— Begin RECORDS SHOWN —
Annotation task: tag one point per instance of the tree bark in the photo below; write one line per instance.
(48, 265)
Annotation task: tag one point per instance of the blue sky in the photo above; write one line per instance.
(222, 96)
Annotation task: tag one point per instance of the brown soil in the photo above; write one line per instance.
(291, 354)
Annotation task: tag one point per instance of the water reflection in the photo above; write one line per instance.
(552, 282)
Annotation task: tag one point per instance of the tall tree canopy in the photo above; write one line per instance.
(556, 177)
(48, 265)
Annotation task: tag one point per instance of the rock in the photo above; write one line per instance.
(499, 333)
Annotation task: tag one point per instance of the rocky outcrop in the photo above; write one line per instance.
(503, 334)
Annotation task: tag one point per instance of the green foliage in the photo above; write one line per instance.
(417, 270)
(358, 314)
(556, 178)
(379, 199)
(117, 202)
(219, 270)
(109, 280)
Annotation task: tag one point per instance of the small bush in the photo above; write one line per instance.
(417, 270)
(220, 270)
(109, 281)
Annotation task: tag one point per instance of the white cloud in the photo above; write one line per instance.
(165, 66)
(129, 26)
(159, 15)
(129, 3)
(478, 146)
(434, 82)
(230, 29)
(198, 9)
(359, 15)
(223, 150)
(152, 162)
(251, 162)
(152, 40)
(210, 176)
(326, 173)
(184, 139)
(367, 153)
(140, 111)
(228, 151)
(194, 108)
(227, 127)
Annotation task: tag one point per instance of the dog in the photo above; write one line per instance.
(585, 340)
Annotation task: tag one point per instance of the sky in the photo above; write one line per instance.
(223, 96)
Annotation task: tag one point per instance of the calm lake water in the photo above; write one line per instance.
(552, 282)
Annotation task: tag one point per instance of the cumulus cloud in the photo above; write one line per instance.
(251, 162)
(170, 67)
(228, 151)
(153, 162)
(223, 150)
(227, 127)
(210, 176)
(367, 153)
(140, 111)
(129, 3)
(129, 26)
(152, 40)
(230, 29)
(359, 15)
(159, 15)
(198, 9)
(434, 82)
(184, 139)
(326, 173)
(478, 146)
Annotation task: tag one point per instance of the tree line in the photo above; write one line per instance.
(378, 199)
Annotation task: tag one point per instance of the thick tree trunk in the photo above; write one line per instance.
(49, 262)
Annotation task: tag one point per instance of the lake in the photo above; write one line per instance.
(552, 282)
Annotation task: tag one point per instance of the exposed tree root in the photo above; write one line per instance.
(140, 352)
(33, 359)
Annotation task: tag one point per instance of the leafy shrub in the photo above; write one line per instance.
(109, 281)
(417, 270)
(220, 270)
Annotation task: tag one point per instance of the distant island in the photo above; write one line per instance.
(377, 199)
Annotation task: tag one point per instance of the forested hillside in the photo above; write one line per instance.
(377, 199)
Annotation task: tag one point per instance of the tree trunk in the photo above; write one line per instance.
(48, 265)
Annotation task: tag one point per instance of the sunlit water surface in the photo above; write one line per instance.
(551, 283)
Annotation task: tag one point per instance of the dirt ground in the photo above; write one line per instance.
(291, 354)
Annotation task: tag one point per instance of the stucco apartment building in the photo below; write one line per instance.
— End RECORDS SHOWN —
— Begin RECORDS SHOWN —
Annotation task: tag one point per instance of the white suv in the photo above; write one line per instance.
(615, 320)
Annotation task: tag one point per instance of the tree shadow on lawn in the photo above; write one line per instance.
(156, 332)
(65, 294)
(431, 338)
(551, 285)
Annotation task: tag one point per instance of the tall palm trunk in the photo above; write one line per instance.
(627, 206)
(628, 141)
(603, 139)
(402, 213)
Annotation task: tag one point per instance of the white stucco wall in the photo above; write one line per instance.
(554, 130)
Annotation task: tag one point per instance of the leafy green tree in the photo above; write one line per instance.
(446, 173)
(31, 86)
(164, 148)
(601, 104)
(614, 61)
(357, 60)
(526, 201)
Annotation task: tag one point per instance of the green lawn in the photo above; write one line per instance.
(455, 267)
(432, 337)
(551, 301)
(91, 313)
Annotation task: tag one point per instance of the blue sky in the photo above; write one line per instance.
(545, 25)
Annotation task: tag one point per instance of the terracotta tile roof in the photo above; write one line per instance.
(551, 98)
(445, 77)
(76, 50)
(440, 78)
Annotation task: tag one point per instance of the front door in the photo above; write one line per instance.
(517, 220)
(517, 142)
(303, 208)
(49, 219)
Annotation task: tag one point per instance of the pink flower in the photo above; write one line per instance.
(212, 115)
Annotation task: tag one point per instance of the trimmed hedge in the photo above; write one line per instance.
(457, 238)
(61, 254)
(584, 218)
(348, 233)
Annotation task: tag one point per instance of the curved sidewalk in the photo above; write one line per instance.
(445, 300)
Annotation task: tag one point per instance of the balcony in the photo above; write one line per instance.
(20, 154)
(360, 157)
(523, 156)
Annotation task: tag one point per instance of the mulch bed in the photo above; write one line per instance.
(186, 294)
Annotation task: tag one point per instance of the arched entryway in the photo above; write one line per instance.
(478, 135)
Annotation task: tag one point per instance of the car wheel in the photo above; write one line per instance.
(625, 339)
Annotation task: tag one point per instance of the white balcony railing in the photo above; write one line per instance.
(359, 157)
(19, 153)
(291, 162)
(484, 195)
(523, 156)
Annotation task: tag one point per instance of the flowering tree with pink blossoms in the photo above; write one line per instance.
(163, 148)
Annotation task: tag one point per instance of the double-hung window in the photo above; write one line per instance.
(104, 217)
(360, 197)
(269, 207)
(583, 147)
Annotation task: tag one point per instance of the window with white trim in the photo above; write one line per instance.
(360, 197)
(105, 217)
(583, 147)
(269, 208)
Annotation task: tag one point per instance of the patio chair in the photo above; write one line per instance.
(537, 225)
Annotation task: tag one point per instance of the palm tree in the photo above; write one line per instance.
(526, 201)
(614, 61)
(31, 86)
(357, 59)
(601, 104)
— End RECORDS SHOWN —
▶ [EXERCISE INSTRUCTIONS] State how many lines in the records contain the string "lawn", treating uppercase and lowercase letters as distinct. Reply with the number only.

▶ [SOLUTION TO THE EXERCISE] 2